### WORK TO COMPLETE:
Transcribe exactly everything in the data below from the line containing "crane boom, a" down to the line containing "Provide the pixel coordinates of one point on the worker", both lines included and nothing further.

### SOURCE DATA:
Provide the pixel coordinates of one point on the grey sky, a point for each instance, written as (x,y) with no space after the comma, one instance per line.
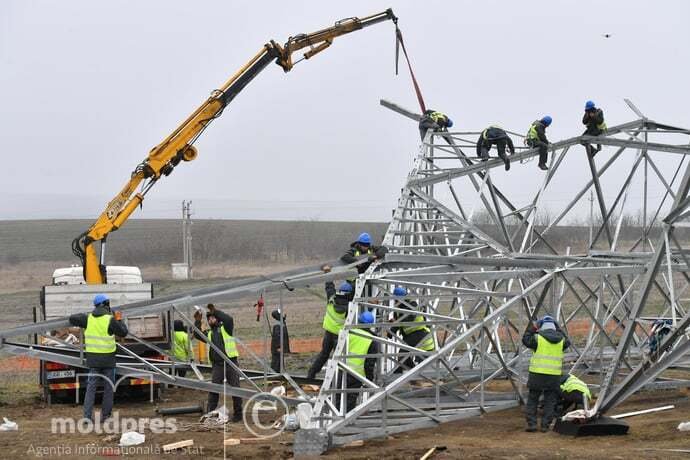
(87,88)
==
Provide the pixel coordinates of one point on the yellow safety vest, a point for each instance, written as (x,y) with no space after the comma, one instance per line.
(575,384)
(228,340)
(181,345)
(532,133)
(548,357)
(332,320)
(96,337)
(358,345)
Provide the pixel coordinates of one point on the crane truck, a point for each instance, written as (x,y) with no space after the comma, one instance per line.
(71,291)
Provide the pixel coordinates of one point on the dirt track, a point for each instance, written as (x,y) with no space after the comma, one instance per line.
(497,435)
==
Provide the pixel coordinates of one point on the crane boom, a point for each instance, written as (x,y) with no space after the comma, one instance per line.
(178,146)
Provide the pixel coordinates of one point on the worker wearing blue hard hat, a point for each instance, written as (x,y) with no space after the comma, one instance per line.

### OUTPUT FOR THIS TASK:
Provide the pixel coordinates of one point on the crane boom, a point for each instance, written as (x,y) with no space after the comma, one instance per line.
(178,146)
Provide the pixel coordinates of one point on the worker wearing blue hard hat, a point for each instance, written as (x,y) with no space after the comma, one instance per line.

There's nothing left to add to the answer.